**Your task:** Nothing but the lines from the line with "Could you please indicate the drooping" to the end of the records below should appear in the answer, each exactly as given.

**Data to process:**
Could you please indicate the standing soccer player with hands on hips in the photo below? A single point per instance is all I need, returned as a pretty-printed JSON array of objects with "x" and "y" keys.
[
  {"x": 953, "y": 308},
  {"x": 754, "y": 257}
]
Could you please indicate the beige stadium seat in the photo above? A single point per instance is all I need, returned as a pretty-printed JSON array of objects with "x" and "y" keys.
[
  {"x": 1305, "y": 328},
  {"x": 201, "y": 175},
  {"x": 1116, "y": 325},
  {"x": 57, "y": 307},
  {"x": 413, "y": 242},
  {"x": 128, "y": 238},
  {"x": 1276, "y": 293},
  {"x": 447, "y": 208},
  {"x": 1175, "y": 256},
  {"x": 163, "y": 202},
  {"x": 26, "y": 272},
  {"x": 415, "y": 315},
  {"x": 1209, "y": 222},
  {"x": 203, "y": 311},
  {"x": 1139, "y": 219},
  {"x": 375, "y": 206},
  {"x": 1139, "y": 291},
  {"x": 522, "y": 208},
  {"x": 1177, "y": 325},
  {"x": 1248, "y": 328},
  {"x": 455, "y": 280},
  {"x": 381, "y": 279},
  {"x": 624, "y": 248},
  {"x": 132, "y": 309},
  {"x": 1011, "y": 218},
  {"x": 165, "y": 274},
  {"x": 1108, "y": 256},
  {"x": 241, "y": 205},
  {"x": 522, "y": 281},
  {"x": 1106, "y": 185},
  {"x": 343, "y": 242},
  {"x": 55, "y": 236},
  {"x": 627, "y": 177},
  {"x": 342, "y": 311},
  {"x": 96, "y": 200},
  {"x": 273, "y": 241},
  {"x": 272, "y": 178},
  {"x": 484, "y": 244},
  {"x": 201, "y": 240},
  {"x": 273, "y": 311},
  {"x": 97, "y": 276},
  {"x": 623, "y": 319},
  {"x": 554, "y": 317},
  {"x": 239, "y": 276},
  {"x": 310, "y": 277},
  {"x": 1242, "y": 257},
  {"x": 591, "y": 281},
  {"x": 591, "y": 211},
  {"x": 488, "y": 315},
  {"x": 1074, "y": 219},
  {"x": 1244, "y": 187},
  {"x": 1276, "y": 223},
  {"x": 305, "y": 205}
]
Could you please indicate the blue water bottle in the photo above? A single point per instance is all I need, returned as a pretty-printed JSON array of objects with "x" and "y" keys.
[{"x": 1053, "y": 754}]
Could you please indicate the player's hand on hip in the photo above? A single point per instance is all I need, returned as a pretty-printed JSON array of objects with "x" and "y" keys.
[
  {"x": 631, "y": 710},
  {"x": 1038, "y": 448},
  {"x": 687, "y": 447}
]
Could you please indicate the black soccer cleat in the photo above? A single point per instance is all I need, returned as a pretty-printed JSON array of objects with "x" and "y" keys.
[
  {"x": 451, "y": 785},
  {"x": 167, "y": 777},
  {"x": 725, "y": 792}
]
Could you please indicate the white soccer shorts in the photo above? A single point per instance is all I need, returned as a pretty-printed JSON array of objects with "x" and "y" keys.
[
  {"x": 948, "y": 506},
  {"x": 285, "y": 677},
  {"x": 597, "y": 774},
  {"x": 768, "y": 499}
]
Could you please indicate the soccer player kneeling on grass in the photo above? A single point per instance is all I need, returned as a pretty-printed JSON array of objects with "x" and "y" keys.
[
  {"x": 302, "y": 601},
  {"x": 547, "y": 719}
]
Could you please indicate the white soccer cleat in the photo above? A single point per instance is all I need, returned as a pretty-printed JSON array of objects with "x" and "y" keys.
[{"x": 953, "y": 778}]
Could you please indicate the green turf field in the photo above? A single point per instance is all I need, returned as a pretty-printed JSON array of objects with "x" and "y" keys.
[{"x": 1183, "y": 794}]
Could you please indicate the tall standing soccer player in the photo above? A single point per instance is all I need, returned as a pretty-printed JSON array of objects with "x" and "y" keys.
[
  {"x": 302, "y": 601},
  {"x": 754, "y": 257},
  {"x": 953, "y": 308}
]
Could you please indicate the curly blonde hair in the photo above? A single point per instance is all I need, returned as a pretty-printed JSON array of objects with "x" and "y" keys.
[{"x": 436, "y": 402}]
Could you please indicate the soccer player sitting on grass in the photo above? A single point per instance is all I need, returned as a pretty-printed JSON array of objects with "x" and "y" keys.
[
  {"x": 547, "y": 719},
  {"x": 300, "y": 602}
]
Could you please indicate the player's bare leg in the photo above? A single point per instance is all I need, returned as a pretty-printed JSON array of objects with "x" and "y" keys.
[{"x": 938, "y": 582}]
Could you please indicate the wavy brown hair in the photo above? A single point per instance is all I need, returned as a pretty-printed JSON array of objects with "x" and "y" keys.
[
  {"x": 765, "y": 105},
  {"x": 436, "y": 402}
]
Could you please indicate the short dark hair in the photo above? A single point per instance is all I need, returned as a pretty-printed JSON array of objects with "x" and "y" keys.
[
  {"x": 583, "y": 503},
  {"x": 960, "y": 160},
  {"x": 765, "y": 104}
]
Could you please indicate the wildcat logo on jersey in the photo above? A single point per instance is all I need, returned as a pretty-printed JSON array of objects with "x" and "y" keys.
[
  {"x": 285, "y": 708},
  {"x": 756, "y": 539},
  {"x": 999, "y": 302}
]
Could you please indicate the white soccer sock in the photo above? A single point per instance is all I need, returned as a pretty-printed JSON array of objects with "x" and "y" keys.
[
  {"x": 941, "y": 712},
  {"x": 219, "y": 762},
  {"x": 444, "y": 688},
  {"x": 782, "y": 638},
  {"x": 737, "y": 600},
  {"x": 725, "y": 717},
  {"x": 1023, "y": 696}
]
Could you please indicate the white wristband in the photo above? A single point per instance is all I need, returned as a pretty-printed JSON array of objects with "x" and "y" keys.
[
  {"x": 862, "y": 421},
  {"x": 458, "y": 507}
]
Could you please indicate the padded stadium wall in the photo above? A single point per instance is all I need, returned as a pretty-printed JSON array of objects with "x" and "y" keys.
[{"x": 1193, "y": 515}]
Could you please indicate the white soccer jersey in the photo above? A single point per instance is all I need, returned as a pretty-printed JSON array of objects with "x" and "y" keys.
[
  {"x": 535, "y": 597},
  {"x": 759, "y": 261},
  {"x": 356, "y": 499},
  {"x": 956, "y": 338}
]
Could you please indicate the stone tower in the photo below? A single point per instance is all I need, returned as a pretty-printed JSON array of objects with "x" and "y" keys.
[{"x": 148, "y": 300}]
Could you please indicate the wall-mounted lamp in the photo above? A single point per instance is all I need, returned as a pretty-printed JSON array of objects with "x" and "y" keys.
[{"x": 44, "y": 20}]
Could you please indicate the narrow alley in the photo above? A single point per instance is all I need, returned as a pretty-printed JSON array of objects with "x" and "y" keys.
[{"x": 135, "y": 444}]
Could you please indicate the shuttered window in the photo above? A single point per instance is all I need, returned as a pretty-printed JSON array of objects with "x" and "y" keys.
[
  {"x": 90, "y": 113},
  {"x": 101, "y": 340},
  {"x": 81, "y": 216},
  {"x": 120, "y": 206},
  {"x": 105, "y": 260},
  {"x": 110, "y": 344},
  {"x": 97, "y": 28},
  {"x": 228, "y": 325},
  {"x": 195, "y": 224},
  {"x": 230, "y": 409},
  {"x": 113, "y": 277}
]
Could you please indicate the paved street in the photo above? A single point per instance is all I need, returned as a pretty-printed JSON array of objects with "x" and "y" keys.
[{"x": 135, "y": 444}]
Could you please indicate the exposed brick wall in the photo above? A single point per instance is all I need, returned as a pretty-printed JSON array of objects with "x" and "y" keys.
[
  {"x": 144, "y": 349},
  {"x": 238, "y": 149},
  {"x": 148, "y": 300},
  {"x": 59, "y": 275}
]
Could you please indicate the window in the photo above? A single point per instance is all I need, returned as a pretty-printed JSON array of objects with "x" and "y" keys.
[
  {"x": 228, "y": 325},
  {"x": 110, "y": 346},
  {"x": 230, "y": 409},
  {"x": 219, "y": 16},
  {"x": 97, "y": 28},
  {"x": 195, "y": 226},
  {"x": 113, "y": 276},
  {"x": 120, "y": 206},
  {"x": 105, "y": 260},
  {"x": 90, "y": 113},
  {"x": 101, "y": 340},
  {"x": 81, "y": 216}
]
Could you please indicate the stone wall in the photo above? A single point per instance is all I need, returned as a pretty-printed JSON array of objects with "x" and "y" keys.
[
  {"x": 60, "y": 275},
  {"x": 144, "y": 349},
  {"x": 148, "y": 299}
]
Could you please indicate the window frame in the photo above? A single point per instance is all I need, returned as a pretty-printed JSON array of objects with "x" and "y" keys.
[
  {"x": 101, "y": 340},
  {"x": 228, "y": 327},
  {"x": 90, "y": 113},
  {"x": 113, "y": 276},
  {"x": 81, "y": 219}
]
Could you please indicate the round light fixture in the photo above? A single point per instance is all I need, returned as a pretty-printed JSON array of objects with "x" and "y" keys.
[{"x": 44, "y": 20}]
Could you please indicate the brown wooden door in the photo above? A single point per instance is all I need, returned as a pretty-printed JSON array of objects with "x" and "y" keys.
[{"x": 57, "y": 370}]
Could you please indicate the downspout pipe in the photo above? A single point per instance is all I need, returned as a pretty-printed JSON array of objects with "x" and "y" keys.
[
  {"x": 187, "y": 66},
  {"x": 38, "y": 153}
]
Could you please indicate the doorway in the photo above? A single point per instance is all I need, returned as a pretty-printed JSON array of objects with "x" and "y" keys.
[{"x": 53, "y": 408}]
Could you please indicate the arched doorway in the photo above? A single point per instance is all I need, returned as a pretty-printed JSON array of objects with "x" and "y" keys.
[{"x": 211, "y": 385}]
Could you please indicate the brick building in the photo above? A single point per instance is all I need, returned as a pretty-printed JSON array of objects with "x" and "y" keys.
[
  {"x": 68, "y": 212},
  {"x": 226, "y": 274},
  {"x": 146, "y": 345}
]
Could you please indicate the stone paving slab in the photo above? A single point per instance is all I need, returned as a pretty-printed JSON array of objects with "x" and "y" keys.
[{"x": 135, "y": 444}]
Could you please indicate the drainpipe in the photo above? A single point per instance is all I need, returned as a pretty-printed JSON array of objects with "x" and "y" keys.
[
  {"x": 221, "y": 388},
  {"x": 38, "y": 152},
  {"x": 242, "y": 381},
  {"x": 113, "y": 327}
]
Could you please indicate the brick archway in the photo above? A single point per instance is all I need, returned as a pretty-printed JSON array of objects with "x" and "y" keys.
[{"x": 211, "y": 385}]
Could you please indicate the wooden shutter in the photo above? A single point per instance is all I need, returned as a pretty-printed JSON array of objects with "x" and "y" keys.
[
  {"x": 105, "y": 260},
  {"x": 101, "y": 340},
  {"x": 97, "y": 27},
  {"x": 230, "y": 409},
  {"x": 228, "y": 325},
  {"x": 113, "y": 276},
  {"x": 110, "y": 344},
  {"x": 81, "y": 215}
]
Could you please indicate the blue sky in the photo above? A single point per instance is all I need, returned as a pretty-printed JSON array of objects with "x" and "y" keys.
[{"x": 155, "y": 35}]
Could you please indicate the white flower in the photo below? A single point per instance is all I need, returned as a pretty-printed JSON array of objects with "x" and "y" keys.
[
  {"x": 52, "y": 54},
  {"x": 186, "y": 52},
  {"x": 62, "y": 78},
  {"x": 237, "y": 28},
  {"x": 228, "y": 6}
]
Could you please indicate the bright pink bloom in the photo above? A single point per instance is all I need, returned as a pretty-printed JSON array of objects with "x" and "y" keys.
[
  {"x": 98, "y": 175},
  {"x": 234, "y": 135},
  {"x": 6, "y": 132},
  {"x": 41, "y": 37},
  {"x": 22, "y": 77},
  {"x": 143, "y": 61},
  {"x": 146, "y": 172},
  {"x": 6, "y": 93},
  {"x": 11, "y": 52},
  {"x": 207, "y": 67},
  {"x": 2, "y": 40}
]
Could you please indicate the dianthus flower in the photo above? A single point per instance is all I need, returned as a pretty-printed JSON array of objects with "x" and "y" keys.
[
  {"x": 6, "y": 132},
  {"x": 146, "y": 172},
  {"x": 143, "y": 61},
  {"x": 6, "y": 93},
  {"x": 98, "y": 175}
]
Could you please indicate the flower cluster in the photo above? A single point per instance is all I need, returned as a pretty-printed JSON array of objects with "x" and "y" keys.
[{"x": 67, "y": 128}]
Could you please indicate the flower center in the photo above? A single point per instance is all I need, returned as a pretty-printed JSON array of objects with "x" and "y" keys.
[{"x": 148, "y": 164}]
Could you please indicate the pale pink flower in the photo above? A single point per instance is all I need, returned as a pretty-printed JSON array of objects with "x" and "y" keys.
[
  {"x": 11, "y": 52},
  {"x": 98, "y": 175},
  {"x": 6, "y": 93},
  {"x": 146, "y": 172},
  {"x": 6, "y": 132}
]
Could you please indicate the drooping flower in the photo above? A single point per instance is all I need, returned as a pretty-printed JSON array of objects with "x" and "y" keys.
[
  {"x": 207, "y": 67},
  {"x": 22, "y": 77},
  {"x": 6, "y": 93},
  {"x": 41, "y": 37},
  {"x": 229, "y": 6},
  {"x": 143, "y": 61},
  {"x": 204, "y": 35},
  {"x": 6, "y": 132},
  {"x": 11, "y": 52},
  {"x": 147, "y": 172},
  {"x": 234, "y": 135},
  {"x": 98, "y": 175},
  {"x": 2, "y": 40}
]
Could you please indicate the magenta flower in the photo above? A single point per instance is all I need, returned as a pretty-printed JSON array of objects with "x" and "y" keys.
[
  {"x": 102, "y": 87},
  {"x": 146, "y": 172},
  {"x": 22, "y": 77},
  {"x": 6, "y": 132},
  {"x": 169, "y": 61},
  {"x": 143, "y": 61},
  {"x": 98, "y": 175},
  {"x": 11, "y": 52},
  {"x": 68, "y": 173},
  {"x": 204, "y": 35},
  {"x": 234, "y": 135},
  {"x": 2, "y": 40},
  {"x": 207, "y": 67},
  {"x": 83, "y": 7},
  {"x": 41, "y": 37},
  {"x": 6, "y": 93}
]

**Response to the exercise:**
Could you please indicate the drooping flower in the photo above? A single point per instance is all I need, returned as a pretty-printed JSON array of objects with "x" and "y" keys.
[
  {"x": 207, "y": 67},
  {"x": 22, "y": 77},
  {"x": 6, "y": 93},
  {"x": 41, "y": 37},
  {"x": 229, "y": 6},
  {"x": 143, "y": 61},
  {"x": 204, "y": 35},
  {"x": 6, "y": 132},
  {"x": 11, "y": 52},
  {"x": 147, "y": 172},
  {"x": 234, "y": 135},
  {"x": 98, "y": 175},
  {"x": 2, "y": 40}
]
Could you please indicate the magenta flower in the photo above? A single point per instance is all I need, returned as a pretty-printed JSON array of objects with "x" and "y" keys.
[
  {"x": 102, "y": 87},
  {"x": 146, "y": 172},
  {"x": 22, "y": 77},
  {"x": 6, "y": 132},
  {"x": 169, "y": 61},
  {"x": 143, "y": 61},
  {"x": 98, "y": 175},
  {"x": 11, "y": 52},
  {"x": 68, "y": 173},
  {"x": 204, "y": 35},
  {"x": 234, "y": 135},
  {"x": 2, "y": 40},
  {"x": 207, "y": 67},
  {"x": 83, "y": 7},
  {"x": 41, "y": 37},
  {"x": 6, "y": 93}
]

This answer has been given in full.